[Collection entries]
━━━━━━━━━━━━━━━━━━━━━━━━━━━━━━

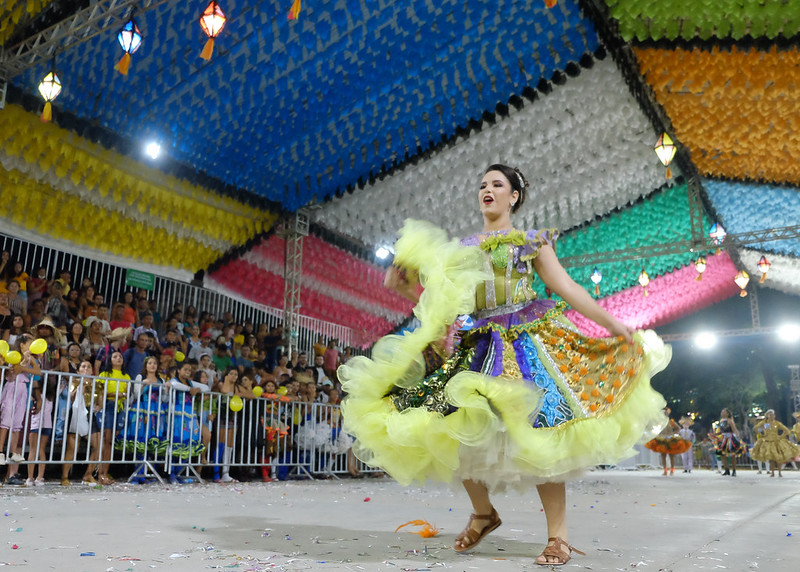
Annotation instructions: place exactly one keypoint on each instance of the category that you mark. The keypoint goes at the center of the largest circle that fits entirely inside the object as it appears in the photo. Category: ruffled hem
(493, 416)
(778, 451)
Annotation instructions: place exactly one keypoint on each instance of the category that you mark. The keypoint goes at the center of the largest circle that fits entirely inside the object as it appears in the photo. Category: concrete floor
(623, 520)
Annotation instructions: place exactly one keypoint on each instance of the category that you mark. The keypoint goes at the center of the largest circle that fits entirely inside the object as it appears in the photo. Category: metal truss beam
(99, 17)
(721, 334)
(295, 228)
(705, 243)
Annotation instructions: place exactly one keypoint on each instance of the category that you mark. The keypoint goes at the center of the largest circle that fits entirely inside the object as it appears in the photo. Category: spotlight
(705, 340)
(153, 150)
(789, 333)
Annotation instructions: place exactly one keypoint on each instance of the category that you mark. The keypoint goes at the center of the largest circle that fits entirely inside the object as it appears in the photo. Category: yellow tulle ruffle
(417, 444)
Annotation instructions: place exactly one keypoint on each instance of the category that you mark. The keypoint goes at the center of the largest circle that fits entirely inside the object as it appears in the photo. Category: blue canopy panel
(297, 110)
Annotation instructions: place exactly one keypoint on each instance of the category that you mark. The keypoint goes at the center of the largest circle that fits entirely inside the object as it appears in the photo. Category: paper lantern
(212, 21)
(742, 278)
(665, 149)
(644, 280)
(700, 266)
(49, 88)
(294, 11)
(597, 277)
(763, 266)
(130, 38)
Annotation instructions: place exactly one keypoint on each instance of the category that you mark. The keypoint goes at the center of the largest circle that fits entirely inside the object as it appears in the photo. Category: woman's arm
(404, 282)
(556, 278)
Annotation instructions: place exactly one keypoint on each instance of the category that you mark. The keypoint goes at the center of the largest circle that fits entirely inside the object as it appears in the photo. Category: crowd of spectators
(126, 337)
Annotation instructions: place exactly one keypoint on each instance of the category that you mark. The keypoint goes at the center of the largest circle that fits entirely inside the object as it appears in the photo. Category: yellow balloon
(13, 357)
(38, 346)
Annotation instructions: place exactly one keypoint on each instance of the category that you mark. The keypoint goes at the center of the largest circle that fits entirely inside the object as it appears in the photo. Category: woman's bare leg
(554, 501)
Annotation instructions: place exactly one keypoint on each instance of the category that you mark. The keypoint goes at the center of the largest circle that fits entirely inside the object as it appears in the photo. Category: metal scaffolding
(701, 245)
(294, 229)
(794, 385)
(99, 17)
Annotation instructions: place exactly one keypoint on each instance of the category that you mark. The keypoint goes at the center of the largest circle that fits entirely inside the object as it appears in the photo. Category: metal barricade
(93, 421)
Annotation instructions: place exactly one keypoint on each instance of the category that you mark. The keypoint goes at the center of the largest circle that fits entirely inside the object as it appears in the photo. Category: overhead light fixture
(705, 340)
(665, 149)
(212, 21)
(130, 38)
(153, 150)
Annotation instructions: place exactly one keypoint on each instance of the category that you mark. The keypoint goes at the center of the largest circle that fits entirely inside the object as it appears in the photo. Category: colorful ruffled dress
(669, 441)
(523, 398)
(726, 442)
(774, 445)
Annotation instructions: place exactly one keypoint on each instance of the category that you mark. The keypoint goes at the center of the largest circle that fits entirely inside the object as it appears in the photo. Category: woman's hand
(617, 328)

━━━━━━━━━━━━━━━━━━━━━━━━━━━━━━

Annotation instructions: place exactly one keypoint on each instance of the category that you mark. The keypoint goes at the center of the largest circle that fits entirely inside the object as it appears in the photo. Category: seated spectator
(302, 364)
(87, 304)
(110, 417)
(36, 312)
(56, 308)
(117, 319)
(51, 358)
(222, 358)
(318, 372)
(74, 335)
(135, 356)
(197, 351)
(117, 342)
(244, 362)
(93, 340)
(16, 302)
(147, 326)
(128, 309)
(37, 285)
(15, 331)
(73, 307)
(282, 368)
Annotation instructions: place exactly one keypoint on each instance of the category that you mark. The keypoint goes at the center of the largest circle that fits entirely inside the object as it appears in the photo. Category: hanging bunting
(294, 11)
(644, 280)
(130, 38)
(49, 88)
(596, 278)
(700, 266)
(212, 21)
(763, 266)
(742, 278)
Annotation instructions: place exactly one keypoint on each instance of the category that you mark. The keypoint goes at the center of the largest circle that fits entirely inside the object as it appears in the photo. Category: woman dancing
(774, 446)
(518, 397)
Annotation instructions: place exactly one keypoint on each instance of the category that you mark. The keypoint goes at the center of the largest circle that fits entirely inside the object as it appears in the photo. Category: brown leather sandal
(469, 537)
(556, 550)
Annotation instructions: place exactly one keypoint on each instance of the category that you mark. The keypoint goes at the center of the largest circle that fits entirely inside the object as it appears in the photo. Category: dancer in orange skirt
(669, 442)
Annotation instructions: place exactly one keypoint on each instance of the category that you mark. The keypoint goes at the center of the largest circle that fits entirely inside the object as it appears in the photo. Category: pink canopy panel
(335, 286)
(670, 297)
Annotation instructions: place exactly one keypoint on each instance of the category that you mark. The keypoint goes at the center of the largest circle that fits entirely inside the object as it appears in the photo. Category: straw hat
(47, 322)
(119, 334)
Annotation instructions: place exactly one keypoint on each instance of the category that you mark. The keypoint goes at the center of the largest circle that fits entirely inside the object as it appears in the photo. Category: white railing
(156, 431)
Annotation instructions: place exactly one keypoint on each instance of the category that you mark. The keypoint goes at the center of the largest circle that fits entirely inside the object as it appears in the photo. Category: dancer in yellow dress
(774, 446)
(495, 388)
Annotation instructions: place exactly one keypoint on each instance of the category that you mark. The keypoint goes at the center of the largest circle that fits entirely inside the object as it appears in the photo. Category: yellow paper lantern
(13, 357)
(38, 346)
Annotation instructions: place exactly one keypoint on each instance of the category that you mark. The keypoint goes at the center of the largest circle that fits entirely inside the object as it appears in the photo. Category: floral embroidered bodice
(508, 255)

━━━━━━━━━━━━━━━━━━━━━━━━━━━━━━

* [DIRECTIONS]
Show every line of the records above that contains the string "canopy", copying each such line in full.

* [EXPECTED OUTPUT]
Annotation instructions: place exactly one keypoint on each instance of the category that you mark. The keypoint goes at the center of the largest circle that fits entirely inside the object as it appears in the photo. Category: blue canopy panel
Annotation instructions: place exactly one keypoint on each instance of the category that you mark. The keypoint goes at the center of the largest circle that fits entirely inside the object as it appears in the photo. Category: pink canopy panel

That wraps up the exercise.